## [Problem]
Quote every one of the records below word for word, keeping each line unchanged.

[Pointing and labeling entries]
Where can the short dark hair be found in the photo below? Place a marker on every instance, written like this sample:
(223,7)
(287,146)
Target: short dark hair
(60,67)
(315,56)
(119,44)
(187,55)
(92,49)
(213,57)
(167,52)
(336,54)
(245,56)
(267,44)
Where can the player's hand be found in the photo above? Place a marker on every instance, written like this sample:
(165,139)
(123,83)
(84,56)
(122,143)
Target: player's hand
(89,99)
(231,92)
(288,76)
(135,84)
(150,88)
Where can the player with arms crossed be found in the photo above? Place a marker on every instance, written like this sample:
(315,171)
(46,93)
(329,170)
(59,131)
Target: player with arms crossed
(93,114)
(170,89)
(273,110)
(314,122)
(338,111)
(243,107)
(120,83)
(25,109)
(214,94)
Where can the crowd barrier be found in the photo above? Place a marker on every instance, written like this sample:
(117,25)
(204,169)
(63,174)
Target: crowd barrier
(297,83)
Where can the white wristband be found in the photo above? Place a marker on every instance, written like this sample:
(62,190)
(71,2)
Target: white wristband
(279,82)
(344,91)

## [The completed task]
Where can the short dark hair be found in the photo below? Place a marker on every instance, written like this sample:
(223,7)
(287,146)
Target: short dark hair
(60,67)
(315,56)
(119,44)
(187,55)
(92,49)
(213,57)
(167,52)
(336,54)
(245,56)
(267,44)
Where can the player's hand be found in the photo above? Place a marker on every instance, written like this sample:
(165,139)
(123,83)
(84,56)
(122,143)
Target: player's hand
(89,99)
(231,92)
(288,76)
(135,84)
(150,88)
Where can the player with arms crossed be found in the photo above? Place a marker on every instance, written like this sample:
(315,171)
(46,93)
(329,170)
(59,131)
Target: player with arms crossed
(93,114)
(170,89)
(273,110)
(314,122)
(338,111)
(243,107)
(120,83)
(25,109)
(214,94)
Where can the crowd barrier be found in the photo above? Place a marker on every instance, written like this sample:
(117,25)
(204,169)
(63,174)
Target: crowd barrier
(297,83)
Where can the white wristband be found in the photo above? Place a marker on every instance, written like this sample:
(62,190)
(71,2)
Target: white wristband
(279,82)
(344,91)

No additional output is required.